======== Page

Hawaiian chicken with coconut rice features teriyaki-glazed grilled chicken marinated with pineapple juice, then served over creamy jasmine coconut rice. Finish with quick-grilled pineapple rings and green onion garnish for an island-inspired tropical plate.
Prep Time 20 minutes
Cook Time 25 minutes
marinating 1 hour
Total Time 1 hour 45 minutes
Servings: 6 servings
Course: Main Dish
Cuisine: Hawaiian
Calories: 740

Ingredients
  

Marinated teriyaki chicken
  • 2 lb chicken thighs
  • 0.5 cup teriyaki sauce
  • 0.25 cup pineapple juice
  • 2 tbsp brown sugar
  • 1 tbsp fresh ginger, grated
Coconut rice base
  • 2 cup jasmine rice
  • 1 can (14 oz) coconut milk
  • 1 cup water
  • 0.25 tsp salt
Grilled pineapple topping
  • 1 Grilled pineapple slices
  • 0.5 Green onions for garnish

Equipment

  • 1 pot
  • 1 grill

Method
 

Make the marinade and marinate the chicken
  1. Mix teriyaki sauce, pineapple juice, brown sugar, and grated ginger until the sugar dissolves and the glaze looks uniform.
  2. Marinate the chicken thighs for 1-4 hours so the surface becomes coated and ready for grilling.
Cook the coconut rice
  1. Combine jasmine rice, coconut milk, water, and salt in a pot, then bring to a boil over high heat.

================

### Required task
Reproduce the recipe word for word, starting at the words "Hawaiian chicken with" and ending after "island-inspired tropical plate.". Work from the recipe alone.

======== Supplied information

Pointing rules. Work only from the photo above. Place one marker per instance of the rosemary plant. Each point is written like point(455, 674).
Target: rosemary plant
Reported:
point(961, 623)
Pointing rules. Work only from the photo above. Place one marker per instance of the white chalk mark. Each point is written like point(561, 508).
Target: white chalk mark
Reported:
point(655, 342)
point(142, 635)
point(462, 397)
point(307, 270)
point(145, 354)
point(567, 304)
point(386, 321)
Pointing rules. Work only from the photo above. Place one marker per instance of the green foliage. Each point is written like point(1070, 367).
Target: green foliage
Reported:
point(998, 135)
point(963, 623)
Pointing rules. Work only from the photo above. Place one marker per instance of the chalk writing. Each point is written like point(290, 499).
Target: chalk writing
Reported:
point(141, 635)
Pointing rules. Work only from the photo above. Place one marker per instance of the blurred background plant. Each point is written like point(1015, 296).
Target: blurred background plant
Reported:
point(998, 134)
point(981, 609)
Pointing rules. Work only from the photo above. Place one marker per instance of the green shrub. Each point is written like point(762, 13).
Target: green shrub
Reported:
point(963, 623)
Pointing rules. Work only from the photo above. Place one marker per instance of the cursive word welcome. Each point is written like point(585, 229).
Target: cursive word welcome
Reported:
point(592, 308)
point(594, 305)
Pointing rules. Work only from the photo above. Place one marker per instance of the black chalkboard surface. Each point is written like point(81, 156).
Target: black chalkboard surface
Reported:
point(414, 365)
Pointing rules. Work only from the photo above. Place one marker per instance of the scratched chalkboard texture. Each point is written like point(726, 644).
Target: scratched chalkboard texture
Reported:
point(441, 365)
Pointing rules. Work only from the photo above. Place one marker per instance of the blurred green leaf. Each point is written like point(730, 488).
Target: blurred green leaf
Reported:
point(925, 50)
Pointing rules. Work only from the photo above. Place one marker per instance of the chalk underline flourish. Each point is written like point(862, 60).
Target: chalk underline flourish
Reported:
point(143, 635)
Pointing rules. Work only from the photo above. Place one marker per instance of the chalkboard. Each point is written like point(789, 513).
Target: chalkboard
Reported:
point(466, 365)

================
======== Supplied information

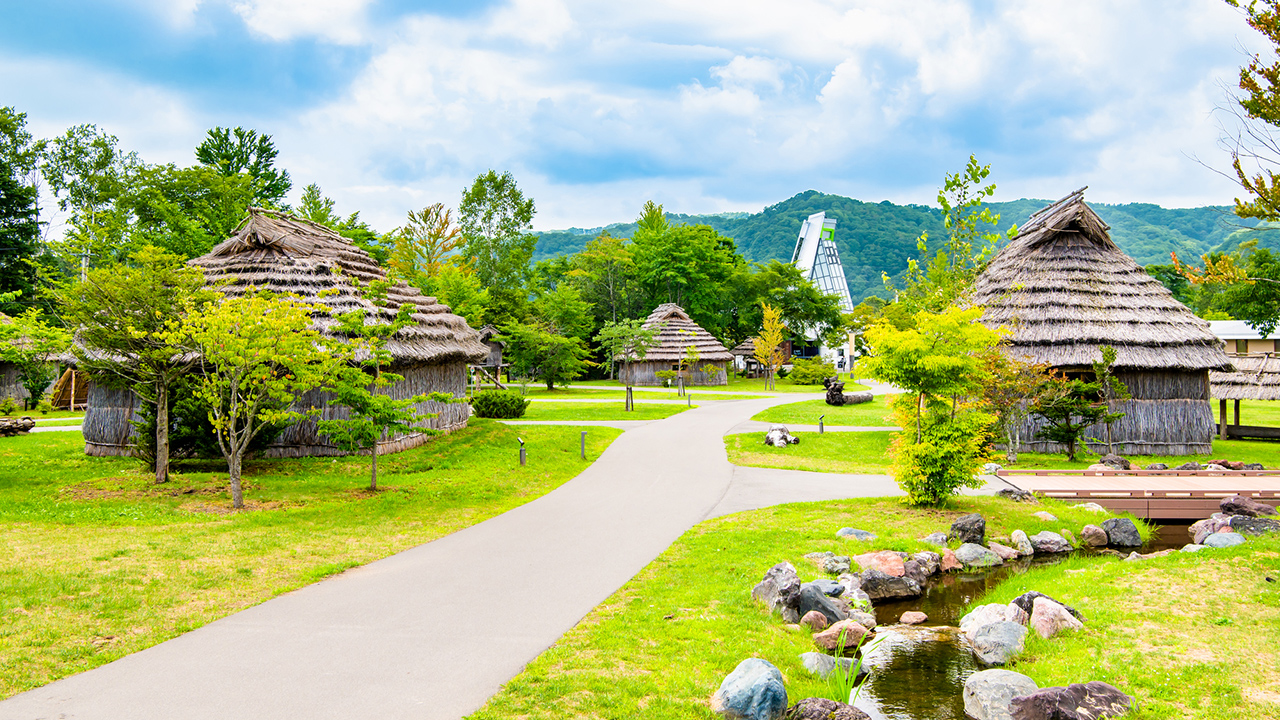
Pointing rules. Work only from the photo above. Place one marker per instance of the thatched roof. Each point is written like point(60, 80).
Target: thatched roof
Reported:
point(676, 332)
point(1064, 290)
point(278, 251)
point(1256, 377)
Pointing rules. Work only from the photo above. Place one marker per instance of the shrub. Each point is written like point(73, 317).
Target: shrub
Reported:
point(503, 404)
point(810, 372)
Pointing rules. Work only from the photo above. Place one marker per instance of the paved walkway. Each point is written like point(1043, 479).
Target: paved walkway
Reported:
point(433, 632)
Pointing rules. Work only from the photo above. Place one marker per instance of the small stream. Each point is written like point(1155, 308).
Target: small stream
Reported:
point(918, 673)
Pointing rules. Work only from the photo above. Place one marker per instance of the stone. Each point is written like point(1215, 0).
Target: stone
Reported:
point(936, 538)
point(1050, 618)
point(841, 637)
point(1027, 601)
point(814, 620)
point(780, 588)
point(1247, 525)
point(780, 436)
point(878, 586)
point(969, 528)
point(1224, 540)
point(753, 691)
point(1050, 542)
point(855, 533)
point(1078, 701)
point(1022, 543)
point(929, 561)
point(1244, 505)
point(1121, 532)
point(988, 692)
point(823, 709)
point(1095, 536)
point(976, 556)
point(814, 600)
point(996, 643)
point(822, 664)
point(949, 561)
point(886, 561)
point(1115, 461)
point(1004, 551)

================

### Exercise response
Hawaiian chicken with coconut rice features teriyaki-glazed grilled chicken marinated with pineapple juice, then served over creamy jasmine coconut rice. Finish with quick-grilled pineapple rings and green onion garnish for an island-inspired tropical plate.